Source passage:
>>>
On Soothsayers, Appeasement and Coming Out of Retirement on My Own Terms
I’m writing this because the soothsayers at Yahoo told me to do so. I opened my internet browser this morning, perused my My Yahoo homepage, and found the following horoscope staring me in the face:
Get off the artistic fence and commit yourself entirely to the process of creation. It may be music or photography that renews your sense of joy, but it’s definitely time to bring it back into your life in a big way. Don’t pressure yourself to produce an instant masterpiece, either — that is the one sure way to kill off the creative spark. Dive right in, and, most importantly, have fun!
And since I do whatever the oracles at Yahoo tell me to do, I am gingerly hopping down from my artistic fence (so as not to sprain my ankle) and committing myself half-heartedly to the process of creation. I am, of course, working under the assumption that blogging is both artistic and born through some sort of process of creation.
(As a side note, I know that technically I should use “Yahoo!” instead of “Yahoo,” but I just can’t be that excited about anything.)
I’m also taking that little piece of advise about not creating an instant masterpiece to heart. If you are looking for a masterpiece, look elsewhere please.
Now, I can not give the mystics over at Yahoo all the credit. I will admit that I have been toying with the idea of reviving Welcome to My Truth for some time now. If nothing else, not one day has gone by since October 29, 2009 that it has not nearly killed me to think that my last post fell on a Thursday. For so many long, tedious years of blogging, I religiously posted each and every weekday. If I was to take a break, I ended on a Friday and rebooted on a Monday. And then October 29, 2009 hit and I quite simply ran out of steam. I was like the Little Engine that Could without the gumption to get my tired ass up over that hill.
And, sadly, I’m still not very steamy. I am back, but I’m not back. I just can’t bear the thought of being the marathon blogger I once was. I’m older and wiser and much more tired than I ever was before and I simply can not be entertaining five times a week. If you don’t believe me, just ask my coworkers.
So I have spoken to The Powers That Be here at Welcome to My Truth and they have decided I can have my job back on my own terms. That means I’ll write when I feel like it and post what seems interesting, but you won’t be getting a daily fix of Dr. Sparky. And if you need a daily fix of Dr. Sparky, may I suggest therapy?
There you have it. I have appeased the clairvoyants at Yahoo. I have appeased the one or two of you who still remember me and have been hoping against hope that I’d someday come out of retirement just as Cher and Celine before me. And, truth me told, I have appeased myself.
I will see you soon.






For the record, I thought you might be dead for about a month because your last post fell on a Thursday.
I’m glad you’re back!
I have missed your infusion of insights here. I’m glad to see you posting again.
<<<
Extracted material:
>>>
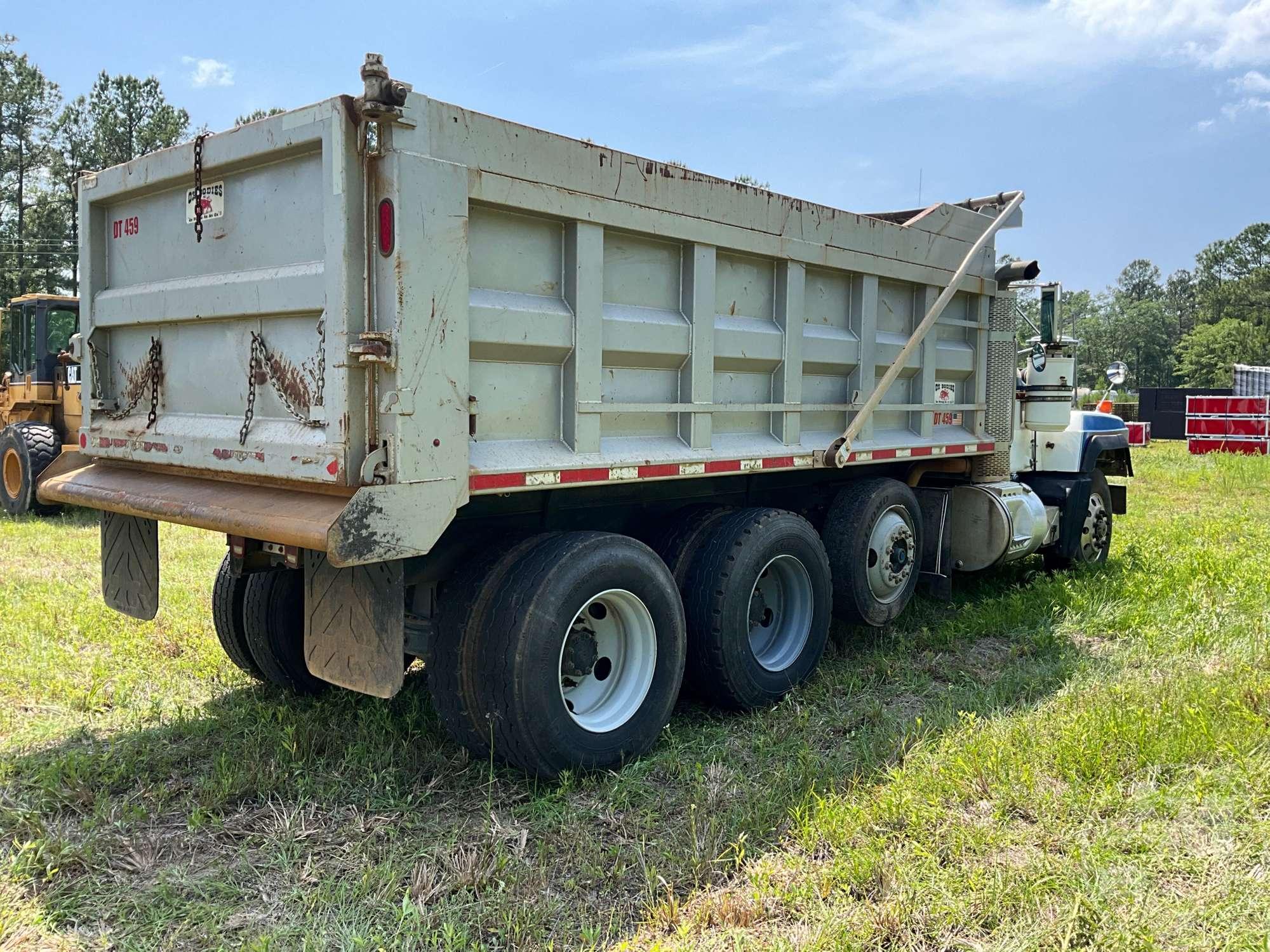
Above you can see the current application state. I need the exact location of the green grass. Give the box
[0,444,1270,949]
<<<
>>>
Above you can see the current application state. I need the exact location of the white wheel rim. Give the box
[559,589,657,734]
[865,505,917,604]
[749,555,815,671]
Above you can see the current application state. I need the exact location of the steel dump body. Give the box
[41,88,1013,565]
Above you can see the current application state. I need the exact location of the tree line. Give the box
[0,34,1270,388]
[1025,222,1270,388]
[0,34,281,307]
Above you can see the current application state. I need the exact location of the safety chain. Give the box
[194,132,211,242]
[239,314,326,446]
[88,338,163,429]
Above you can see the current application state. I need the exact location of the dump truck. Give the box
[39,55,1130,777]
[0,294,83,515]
<<<
Task objective:
Translate this sentence from the blog post about coming out of retirement into Spanish: "For so many long, tedious years of blogging, I religiously posted each and every weekday."

Response to this exercise:
Durante tantos años largos y tediosos de escribir en el blog, publiqué religiosamente todos y cada uno de los días laborables.